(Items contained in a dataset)
>>>>>

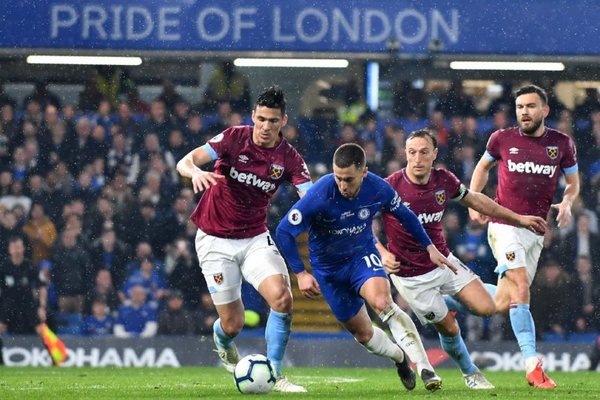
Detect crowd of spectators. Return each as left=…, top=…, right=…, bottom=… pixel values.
left=0, top=74, right=600, bottom=340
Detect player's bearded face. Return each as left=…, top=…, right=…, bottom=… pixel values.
left=333, top=164, right=367, bottom=199
left=252, top=106, right=288, bottom=147
left=516, top=93, right=549, bottom=135
left=406, top=137, right=438, bottom=179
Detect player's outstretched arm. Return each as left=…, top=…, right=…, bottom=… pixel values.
left=469, top=152, right=495, bottom=224
left=296, top=271, right=321, bottom=299
left=375, top=239, right=400, bottom=274
left=459, top=191, right=548, bottom=234
left=551, top=172, right=579, bottom=228
left=177, top=147, right=225, bottom=193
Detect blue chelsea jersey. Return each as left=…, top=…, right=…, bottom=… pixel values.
left=277, top=172, right=431, bottom=272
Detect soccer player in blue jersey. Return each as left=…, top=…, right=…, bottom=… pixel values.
left=276, top=143, right=455, bottom=391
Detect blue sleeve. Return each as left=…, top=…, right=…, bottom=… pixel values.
left=275, top=187, right=317, bottom=274
left=386, top=186, right=432, bottom=248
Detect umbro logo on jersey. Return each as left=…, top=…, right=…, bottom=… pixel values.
left=546, top=146, right=558, bottom=160
left=424, top=311, right=435, bottom=321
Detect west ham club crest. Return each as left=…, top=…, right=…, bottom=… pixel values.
left=546, top=146, right=558, bottom=160
left=269, top=164, right=283, bottom=179
left=435, top=190, right=446, bottom=205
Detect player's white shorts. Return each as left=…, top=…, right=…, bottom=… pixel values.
left=488, top=222, right=544, bottom=286
left=390, top=254, right=479, bottom=325
left=196, top=229, right=290, bottom=305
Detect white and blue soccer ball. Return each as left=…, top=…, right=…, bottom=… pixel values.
left=233, top=354, right=276, bottom=393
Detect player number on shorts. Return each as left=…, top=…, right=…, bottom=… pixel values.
left=363, top=253, right=383, bottom=268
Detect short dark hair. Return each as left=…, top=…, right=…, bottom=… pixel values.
left=515, top=85, right=548, bottom=105
left=333, top=143, right=367, bottom=169
left=254, top=85, right=287, bottom=115
left=405, top=129, right=437, bottom=149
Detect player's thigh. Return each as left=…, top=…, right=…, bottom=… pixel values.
left=488, top=222, right=544, bottom=285
left=195, top=230, right=242, bottom=305
left=313, top=266, right=365, bottom=323
left=390, top=268, right=449, bottom=325
left=456, top=278, right=496, bottom=317
left=438, top=253, right=478, bottom=296
left=350, top=248, right=392, bottom=313
left=342, top=306, right=373, bottom=343
left=241, top=232, right=290, bottom=296
left=488, top=222, right=527, bottom=278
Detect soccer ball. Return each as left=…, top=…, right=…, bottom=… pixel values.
left=233, top=354, right=275, bottom=393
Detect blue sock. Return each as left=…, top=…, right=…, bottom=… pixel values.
left=213, top=318, right=233, bottom=349
left=444, top=283, right=497, bottom=315
left=265, top=310, right=292, bottom=376
left=509, top=304, right=537, bottom=359
left=439, top=332, right=477, bottom=375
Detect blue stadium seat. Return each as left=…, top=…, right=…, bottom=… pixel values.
left=542, top=332, right=565, bottom=343
left=56, top=313, right=83, bottom=335
left=568, top=333, right=598, bottom=344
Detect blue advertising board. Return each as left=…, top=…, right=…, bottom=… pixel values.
left=0, top=0, right=600, bottom=56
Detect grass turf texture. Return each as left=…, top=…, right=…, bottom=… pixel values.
left=0, top=367, right=600, bottom=400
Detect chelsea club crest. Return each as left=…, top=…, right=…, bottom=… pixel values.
left=358, top=208, right=371, bottom=220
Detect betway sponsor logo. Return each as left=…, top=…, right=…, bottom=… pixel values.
left=229, top=167, right=275, bottom=192
left=508, top=160, right=557, bottom=178
left=4, top=347, right=181, bottom=367
left=417, top=211, right=444, bottom=224
left=329, top=223, right=367, bottom=235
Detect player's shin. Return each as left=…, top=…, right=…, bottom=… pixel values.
left=379, top=304, right=433, bottom=374
left=213, top=318, right=233, bottom=349
left=265, top=309, right=292, bottom=376
left=361, top=326, right=404, bottom=363
left=509, top=304, right=537, bottom=372
left=439, top=330, right=477, bottom=375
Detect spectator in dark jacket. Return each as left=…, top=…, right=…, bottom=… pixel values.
left=52, top=229, right=93, bottom=313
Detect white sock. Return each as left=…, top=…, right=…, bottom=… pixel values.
left=525, top=357, right=540, bottom=373
left=379, top=304, right=434, bottom=375
left=361, top=326, right=404, bottom=363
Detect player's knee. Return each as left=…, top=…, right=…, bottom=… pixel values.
left=266, top=287, right=293, bottom=314
left=477, top=299, right=496, bottom=317
left=435, top=313, right=460, bottom=336
left=496, top=299, right=510, bottom=315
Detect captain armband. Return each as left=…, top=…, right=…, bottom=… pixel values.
left=452, top=183, right=469, bottom=201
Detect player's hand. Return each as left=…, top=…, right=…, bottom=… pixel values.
left=192, top=169, right=225, bottom=193
left=296, top=271, right=321, bottom=299
left=38, top=307, right=47, bottom=322
left=379, top=250, right=400, bottom=274
left=519, top=215, right=548, bottom=235
left=469, top=208, right=490, bottom=225
left=551, top=201, right=571, bottom=228
left=427, top=244, right=458, bottom=274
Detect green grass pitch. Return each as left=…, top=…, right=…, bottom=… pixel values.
left=0, top=367, right=600, bottom=400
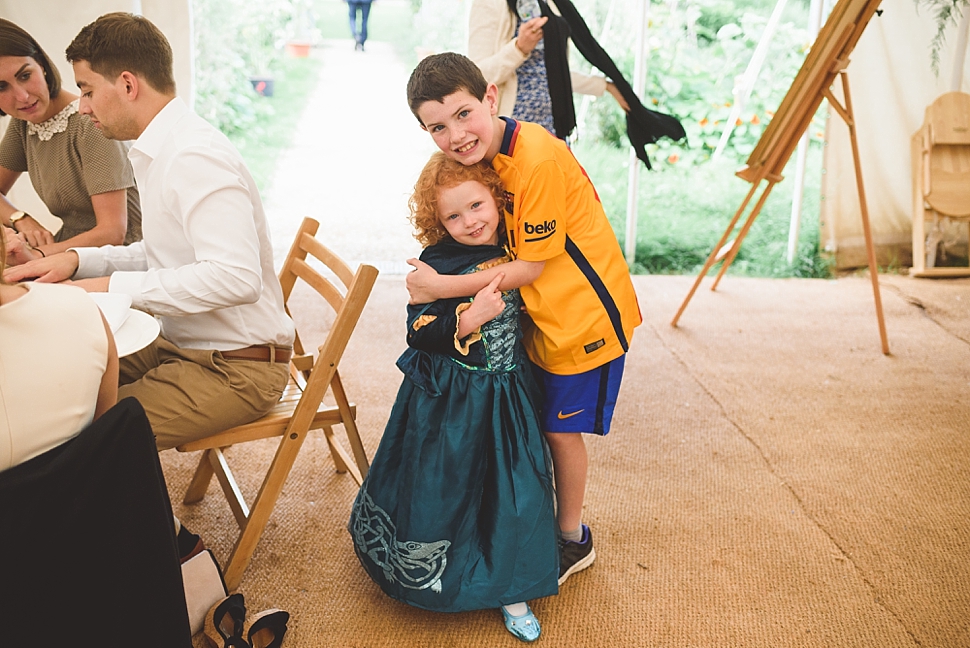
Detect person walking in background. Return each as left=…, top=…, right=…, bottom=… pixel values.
left=348, top=152, right=559, bottom=641
left=347, top=0, right=371, bottom=52
left=468, top=0, right=686, bottom=169
left=468, top=0, right=630, bottom=138
left=0, top=18, right=141, bottom=258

<<<<<

### GOAL
Arrange the items as a two-column CSV with the headers "prompt" and "target", one row per request: the request text goes under "prompt" and its answer under "target", each in a single quoted field with line breaks replaced by spaces. Begin at the line that contains "Detect short dark" and stop after the line that contains "left=405, top=129, right=437, bottom=149".

### FINAL ANSWER
prompt,target
"Detect short dark hair. Return each as left=…, top=…, right=…, bottom=… pixel values.","left=515, top=85, right=548, bottom=105 left=333, top=143, right=367, bottom=169 left=254, top=85, right=287, bottom=115 left=405, top=129, right=437, bottom=149"